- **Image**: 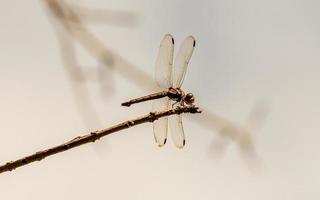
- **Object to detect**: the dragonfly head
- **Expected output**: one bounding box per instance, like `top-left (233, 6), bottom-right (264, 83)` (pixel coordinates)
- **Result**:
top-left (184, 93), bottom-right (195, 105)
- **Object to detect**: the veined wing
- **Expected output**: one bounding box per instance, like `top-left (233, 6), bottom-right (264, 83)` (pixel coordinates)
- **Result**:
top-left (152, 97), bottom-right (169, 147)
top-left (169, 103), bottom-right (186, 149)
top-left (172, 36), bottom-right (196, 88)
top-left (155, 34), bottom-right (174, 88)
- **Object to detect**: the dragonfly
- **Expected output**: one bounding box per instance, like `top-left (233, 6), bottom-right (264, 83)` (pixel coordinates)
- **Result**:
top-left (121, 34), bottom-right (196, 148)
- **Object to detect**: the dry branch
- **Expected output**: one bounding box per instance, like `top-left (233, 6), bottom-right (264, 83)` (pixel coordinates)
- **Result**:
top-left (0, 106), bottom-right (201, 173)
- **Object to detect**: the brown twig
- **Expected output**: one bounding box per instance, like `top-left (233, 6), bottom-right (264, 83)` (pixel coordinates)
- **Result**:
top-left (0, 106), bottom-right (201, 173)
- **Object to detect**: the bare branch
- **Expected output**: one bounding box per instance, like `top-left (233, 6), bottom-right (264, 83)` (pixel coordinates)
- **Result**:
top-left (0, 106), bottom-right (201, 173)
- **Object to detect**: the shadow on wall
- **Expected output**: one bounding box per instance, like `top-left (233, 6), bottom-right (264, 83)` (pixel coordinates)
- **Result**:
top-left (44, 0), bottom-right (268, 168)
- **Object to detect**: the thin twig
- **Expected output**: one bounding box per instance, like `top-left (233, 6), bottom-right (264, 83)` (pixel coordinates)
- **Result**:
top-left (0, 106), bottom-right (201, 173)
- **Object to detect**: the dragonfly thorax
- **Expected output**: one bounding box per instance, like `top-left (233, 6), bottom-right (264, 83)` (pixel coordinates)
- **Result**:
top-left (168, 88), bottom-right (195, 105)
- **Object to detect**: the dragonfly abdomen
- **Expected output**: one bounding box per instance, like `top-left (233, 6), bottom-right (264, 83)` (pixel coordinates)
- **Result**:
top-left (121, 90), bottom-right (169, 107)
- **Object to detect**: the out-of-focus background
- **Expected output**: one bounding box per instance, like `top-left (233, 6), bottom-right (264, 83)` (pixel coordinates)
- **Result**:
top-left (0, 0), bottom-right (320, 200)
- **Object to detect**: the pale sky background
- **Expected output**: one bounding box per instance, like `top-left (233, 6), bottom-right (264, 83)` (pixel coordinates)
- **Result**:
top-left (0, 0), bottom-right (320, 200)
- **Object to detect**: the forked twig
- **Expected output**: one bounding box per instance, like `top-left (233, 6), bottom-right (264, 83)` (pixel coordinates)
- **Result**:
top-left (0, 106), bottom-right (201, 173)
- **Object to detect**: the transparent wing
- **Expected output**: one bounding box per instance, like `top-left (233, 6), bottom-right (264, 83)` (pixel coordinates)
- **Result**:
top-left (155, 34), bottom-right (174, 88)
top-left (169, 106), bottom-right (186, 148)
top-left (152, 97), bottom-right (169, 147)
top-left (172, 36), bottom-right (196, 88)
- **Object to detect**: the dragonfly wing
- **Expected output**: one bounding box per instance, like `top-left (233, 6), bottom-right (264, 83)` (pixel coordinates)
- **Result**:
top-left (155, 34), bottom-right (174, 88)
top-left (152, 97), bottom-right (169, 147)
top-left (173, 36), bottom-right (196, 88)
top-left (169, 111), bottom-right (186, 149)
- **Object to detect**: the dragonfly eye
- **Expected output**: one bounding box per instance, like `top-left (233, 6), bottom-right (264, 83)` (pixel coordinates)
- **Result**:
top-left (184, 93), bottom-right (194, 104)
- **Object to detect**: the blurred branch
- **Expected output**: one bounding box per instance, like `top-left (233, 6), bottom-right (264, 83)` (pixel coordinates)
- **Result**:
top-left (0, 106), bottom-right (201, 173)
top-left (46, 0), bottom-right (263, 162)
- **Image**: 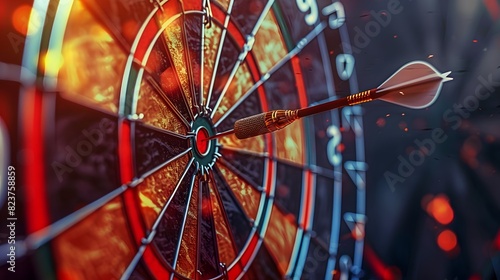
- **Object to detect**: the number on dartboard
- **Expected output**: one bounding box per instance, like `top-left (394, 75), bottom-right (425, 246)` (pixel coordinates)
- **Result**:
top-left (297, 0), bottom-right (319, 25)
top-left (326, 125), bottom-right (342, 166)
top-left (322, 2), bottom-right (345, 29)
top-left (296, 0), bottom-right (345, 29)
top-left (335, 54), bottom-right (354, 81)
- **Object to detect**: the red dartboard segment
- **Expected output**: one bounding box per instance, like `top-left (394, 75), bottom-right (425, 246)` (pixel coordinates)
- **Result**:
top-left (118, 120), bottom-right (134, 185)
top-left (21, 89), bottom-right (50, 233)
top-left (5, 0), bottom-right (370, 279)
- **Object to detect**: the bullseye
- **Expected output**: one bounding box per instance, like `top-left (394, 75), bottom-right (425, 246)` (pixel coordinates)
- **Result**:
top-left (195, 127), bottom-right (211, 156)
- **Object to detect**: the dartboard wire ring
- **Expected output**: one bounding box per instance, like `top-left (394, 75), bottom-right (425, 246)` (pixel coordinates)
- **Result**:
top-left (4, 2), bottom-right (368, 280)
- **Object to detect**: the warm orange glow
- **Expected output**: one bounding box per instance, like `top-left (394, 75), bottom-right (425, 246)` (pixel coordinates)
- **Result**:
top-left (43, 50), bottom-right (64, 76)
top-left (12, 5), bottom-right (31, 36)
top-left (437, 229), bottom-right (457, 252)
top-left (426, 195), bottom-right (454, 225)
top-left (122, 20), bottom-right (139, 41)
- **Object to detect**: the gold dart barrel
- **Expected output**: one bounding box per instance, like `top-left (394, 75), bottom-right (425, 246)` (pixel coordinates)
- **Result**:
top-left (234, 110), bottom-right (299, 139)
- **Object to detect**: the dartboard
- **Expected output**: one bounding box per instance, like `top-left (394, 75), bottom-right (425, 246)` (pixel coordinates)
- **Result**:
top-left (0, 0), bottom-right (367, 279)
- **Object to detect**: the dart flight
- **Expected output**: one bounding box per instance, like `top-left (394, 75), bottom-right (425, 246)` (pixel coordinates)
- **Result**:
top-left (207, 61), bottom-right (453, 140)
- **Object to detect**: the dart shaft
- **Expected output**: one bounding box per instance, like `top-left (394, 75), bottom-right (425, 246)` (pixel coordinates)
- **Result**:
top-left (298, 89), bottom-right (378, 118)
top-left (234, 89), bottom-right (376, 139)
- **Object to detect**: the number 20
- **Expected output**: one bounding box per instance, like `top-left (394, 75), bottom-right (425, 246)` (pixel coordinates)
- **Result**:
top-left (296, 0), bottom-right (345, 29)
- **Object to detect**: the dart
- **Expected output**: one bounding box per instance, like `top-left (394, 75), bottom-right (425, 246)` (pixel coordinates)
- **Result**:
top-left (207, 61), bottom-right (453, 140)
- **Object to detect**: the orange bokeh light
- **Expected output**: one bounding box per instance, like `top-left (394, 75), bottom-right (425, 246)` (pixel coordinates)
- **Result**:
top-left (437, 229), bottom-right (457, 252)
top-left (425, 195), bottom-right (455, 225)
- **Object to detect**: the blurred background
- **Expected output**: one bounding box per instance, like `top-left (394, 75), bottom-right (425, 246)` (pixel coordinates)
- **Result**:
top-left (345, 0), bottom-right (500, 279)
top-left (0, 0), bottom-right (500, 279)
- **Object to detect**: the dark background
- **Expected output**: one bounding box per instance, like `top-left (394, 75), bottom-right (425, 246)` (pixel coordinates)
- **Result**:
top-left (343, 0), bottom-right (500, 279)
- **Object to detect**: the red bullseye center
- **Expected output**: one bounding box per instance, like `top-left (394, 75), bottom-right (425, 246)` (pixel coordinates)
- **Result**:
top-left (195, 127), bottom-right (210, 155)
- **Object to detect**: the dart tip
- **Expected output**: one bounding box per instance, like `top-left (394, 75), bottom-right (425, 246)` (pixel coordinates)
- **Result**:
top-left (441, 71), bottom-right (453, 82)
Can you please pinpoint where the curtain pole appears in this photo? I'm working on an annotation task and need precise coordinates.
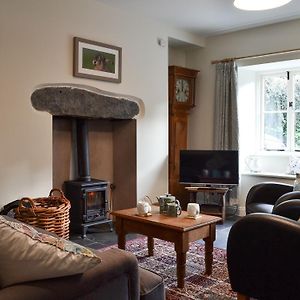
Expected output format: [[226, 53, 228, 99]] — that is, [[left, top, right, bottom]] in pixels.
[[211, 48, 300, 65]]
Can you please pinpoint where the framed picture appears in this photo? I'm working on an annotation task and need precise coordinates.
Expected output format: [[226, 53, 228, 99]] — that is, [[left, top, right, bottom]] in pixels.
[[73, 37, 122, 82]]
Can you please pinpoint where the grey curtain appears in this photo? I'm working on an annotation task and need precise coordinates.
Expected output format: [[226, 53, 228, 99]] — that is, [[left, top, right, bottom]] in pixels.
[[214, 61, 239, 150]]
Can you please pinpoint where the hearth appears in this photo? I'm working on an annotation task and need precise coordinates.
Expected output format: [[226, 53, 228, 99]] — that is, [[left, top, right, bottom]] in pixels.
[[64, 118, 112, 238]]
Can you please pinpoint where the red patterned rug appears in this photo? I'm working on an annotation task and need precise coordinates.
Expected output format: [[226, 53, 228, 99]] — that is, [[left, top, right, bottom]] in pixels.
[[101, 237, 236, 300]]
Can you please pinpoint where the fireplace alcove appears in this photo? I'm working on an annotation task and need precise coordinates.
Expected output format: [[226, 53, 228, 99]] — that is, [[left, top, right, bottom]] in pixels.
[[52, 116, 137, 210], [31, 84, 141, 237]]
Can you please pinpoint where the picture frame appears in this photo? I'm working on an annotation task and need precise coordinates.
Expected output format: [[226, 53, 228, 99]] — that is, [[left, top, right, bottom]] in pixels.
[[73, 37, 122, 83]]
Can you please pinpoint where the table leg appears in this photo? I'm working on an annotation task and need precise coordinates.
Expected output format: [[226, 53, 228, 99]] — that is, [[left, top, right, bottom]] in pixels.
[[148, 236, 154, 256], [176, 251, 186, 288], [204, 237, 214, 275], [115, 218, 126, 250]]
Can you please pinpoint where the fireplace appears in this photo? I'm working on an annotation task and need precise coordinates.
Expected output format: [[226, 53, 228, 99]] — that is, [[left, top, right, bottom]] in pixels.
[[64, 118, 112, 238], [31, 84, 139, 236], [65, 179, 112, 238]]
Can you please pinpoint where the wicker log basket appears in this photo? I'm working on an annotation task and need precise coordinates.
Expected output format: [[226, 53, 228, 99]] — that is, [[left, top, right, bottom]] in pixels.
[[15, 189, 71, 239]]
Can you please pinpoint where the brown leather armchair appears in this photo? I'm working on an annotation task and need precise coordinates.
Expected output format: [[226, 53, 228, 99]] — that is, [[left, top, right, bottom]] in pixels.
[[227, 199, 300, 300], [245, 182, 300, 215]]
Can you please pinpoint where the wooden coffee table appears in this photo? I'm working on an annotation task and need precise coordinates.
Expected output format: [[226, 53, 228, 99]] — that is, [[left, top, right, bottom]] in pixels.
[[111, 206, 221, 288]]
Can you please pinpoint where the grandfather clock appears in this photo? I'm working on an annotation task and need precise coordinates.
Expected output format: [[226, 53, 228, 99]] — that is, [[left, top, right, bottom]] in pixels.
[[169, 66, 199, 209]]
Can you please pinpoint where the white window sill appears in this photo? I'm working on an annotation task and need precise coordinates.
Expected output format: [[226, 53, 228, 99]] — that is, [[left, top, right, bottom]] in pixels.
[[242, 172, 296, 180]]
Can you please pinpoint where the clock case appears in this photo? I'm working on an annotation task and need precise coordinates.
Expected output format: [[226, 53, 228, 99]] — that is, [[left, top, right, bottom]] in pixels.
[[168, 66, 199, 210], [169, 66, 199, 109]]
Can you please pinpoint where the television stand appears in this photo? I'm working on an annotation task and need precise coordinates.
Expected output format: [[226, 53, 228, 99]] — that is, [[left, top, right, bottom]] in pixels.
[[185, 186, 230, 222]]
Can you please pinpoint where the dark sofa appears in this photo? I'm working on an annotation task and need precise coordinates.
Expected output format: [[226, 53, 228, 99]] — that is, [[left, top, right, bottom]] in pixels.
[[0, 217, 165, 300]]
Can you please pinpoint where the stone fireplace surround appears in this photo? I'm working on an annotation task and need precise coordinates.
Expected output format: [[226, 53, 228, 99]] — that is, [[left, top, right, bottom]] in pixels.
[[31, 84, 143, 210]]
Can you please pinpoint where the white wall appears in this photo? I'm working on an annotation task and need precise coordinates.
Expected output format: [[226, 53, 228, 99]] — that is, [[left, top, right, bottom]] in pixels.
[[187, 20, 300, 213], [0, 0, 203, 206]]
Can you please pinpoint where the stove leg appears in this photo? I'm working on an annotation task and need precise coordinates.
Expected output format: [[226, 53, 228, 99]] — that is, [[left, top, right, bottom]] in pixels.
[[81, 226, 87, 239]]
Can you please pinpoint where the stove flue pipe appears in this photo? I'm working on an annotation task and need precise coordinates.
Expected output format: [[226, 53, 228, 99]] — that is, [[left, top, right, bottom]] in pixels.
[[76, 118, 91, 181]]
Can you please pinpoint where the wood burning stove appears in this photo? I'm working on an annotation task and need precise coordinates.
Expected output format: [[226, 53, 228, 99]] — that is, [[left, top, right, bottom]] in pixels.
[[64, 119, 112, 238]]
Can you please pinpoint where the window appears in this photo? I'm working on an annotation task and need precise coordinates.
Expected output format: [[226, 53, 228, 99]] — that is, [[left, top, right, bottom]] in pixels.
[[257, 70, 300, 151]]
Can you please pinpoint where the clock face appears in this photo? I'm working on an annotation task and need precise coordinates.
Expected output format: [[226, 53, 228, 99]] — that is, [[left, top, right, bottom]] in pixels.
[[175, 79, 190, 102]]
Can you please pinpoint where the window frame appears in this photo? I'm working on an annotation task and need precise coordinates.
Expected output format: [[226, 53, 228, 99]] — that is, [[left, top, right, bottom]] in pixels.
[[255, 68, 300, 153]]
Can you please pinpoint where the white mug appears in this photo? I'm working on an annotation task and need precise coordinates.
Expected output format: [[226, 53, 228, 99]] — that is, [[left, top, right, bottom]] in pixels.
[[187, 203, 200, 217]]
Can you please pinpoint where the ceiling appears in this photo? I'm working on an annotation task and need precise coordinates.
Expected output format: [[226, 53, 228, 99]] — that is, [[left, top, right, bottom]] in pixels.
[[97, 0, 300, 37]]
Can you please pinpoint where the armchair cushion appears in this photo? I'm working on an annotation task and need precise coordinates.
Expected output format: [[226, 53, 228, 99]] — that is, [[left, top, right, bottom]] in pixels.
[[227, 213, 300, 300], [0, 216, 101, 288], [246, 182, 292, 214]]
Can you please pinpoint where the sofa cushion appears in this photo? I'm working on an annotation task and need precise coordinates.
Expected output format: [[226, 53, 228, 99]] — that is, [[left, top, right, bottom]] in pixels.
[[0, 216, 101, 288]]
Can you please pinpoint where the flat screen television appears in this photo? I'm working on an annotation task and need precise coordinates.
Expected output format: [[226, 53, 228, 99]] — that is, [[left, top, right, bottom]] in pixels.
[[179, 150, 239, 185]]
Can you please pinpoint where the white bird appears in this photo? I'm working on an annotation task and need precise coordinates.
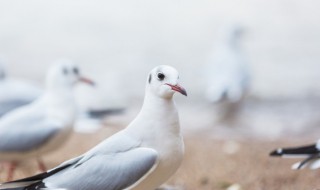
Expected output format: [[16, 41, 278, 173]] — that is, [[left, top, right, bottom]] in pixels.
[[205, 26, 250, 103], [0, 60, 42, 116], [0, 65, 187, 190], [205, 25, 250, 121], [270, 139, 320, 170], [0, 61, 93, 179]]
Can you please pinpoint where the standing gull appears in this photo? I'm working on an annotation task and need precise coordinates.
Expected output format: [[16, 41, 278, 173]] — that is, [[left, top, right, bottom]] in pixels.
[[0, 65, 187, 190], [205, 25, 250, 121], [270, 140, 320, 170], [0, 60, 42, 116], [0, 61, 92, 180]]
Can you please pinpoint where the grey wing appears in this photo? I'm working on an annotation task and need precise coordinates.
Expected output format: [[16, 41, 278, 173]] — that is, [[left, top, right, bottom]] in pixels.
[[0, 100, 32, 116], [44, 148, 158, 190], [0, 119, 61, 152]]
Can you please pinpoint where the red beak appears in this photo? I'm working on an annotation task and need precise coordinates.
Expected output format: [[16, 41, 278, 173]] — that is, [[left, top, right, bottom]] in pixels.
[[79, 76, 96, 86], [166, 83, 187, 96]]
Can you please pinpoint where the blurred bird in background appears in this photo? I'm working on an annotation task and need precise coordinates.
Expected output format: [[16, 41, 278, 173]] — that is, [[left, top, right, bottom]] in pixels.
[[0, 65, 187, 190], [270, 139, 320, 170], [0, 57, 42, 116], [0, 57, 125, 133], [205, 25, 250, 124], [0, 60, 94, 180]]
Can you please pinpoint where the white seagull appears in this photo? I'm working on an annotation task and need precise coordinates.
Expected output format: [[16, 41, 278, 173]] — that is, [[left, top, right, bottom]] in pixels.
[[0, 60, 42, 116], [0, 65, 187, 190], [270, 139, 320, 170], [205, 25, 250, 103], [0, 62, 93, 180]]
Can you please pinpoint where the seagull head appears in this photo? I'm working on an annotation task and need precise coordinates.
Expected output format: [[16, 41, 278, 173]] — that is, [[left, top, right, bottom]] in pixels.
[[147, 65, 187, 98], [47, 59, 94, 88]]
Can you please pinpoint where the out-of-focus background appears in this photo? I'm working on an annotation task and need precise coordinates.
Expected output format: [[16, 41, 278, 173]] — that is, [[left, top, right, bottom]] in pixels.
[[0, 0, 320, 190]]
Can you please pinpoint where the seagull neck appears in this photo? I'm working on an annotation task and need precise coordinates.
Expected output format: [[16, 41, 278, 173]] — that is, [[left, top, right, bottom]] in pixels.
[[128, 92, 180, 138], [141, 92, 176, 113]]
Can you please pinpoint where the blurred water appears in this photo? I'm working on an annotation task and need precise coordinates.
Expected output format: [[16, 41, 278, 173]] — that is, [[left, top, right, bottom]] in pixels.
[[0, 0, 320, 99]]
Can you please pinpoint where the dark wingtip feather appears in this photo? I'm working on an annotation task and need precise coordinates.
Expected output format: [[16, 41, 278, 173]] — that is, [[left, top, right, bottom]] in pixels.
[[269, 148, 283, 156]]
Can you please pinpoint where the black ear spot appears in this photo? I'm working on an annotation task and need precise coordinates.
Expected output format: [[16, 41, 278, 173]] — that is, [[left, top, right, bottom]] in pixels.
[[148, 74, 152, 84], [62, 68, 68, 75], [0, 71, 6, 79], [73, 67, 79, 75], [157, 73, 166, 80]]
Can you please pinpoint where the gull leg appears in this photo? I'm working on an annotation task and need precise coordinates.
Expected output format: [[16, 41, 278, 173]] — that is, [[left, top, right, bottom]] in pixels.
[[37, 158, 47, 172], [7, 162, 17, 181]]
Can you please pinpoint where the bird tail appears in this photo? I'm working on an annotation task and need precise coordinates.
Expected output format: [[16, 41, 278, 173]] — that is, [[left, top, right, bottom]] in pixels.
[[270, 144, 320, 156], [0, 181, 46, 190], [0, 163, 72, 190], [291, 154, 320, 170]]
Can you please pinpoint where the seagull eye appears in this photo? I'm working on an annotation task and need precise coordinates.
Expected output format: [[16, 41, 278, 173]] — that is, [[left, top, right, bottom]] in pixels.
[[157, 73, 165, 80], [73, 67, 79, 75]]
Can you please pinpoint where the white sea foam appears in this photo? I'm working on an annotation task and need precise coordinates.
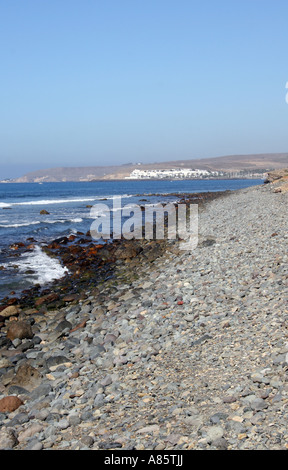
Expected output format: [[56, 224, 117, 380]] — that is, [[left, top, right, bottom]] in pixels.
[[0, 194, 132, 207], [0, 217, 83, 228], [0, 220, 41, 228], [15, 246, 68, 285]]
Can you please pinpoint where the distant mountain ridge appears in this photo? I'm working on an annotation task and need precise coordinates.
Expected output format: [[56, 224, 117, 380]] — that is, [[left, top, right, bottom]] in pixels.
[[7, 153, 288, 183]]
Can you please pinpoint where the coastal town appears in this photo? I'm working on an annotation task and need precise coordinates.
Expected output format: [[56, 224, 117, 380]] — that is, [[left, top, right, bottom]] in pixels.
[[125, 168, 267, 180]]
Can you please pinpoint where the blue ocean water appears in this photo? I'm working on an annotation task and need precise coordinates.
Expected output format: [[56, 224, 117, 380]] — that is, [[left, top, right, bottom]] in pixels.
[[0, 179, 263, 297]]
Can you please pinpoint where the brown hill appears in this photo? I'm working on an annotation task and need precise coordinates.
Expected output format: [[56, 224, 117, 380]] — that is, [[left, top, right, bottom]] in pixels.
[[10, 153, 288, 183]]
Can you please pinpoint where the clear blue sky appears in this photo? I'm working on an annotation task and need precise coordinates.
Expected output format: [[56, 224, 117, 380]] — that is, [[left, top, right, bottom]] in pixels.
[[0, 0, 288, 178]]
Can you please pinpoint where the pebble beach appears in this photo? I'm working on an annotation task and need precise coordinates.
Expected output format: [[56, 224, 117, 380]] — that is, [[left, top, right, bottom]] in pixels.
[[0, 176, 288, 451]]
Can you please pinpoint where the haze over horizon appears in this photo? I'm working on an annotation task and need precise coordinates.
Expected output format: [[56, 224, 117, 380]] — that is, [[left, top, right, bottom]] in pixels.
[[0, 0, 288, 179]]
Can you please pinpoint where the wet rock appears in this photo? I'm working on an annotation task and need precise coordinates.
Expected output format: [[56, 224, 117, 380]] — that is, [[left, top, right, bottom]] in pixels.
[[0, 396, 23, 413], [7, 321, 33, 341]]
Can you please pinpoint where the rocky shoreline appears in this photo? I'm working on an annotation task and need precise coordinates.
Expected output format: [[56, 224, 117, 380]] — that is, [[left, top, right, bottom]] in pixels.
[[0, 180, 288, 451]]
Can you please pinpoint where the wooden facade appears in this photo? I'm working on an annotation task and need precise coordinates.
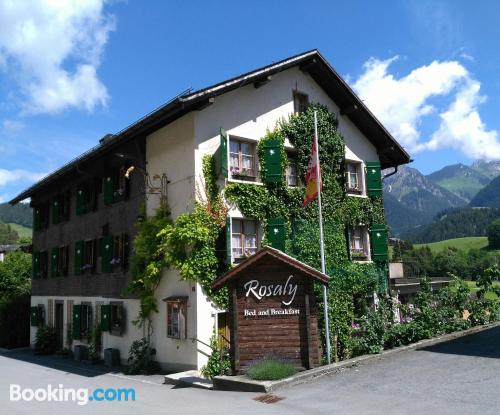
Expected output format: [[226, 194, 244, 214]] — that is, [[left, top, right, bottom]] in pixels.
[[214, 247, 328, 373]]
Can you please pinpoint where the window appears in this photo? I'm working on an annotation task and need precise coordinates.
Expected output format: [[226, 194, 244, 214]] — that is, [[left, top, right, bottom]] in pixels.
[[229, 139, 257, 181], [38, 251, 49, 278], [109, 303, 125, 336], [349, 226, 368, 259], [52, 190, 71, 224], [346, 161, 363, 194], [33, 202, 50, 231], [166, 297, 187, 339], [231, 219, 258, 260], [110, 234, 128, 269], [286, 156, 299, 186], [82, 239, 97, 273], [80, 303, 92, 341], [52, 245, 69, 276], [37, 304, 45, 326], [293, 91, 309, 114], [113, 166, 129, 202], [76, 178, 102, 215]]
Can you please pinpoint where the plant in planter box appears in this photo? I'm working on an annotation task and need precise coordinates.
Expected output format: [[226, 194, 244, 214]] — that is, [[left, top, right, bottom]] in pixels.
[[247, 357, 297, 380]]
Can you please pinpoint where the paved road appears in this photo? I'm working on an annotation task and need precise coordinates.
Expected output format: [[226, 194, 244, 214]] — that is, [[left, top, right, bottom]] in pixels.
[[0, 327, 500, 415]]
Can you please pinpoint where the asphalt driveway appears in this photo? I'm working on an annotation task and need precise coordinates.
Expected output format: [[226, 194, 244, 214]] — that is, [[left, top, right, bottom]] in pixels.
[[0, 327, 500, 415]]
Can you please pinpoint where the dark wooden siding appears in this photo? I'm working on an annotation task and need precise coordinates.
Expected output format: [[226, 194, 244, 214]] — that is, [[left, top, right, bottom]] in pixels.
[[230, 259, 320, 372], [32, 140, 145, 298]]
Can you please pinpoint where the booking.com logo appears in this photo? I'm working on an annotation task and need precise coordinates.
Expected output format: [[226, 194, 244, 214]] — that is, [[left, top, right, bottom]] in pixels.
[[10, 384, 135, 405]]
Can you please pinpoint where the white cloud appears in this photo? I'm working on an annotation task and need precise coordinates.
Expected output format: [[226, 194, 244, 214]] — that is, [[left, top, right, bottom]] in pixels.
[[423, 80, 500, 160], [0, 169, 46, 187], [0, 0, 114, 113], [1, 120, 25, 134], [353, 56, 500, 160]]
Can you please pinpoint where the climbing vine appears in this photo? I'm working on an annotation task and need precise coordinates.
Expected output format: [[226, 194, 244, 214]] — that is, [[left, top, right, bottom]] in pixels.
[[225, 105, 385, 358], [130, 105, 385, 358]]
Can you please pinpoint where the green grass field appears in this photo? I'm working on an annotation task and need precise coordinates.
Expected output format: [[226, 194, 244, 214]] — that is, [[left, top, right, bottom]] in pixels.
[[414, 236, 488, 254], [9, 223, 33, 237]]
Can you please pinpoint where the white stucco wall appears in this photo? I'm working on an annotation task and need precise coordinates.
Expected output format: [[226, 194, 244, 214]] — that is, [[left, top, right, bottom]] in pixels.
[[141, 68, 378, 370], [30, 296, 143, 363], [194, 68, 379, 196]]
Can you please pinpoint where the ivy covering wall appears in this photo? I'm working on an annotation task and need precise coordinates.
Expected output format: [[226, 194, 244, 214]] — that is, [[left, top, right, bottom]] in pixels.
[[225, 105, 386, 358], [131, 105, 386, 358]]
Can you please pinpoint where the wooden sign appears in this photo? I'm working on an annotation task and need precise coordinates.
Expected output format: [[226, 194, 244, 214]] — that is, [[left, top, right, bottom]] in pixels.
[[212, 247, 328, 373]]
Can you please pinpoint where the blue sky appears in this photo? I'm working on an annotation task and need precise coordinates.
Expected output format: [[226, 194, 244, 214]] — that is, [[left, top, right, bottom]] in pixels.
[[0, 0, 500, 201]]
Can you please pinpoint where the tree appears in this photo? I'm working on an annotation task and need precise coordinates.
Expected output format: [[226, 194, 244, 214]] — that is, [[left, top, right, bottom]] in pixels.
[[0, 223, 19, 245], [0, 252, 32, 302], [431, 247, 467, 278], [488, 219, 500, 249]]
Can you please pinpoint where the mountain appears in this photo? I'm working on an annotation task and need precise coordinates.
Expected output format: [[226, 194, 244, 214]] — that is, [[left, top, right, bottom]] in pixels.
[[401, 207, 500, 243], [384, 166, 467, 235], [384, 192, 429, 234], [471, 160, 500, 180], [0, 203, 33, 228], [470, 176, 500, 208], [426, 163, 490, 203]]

▬▬▬▬▬▬

■ **THE REQUEST**
Switch "annotation task" to "labeling project" in the stretch of rows from the line containing "Can you please pinpoint where the red patterned" through the line containing "[[52, 116, 137, 210], [31, 84, 141, 237]]". Give only those lines, with everything else unchanged.

■ **FINISHED EXERCISE**
Can you please pinpoint where the red patterned rug appears in this photo? I'm working on an labeling project and need precise coordinates.
Expected output format: [[226, 53, 228, 99]] — that is, [[left, top, right, bottom]] in pixels.
[[101, 237, 236, 300]]
Can you please pinpoint where the fireplace alcove appears in this photo? I'm working on an labeling project and need precise coordinates.
Expected output format: [[226, 53, 228, 99]] — that is, [[left, top, right, bottom]] in pixels.
[[52, 116, 137, 210], [31, 84, 141, 237]]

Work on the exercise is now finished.